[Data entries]
____

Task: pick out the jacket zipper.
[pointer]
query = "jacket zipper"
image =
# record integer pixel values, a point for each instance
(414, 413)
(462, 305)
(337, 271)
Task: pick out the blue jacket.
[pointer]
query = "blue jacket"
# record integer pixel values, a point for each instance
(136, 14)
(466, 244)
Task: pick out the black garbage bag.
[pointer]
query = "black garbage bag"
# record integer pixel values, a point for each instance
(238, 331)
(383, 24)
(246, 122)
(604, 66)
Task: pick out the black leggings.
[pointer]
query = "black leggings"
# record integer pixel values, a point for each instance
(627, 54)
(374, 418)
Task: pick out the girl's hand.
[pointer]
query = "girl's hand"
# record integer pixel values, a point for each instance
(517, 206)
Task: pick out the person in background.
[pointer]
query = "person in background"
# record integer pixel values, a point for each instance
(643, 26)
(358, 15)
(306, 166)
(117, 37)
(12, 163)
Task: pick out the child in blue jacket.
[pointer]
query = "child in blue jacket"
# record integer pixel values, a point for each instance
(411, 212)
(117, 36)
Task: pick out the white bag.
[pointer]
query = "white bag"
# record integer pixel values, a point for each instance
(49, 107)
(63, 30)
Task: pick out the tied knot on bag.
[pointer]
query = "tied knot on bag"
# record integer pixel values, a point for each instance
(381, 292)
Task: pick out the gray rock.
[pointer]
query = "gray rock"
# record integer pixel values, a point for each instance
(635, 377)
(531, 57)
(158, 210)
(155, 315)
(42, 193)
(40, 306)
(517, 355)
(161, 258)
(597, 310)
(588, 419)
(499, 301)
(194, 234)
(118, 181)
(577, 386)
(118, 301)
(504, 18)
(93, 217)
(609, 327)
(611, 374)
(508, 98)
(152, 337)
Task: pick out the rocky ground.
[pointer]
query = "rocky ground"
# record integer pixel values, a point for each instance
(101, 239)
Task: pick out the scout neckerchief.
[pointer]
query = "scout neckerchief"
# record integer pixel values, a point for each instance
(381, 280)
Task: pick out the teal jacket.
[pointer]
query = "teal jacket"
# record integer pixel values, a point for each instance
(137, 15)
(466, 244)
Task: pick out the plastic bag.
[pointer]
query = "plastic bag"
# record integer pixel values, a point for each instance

____

Provide the number of lines in these entries that hold the word "gray", without any accompanying text.

2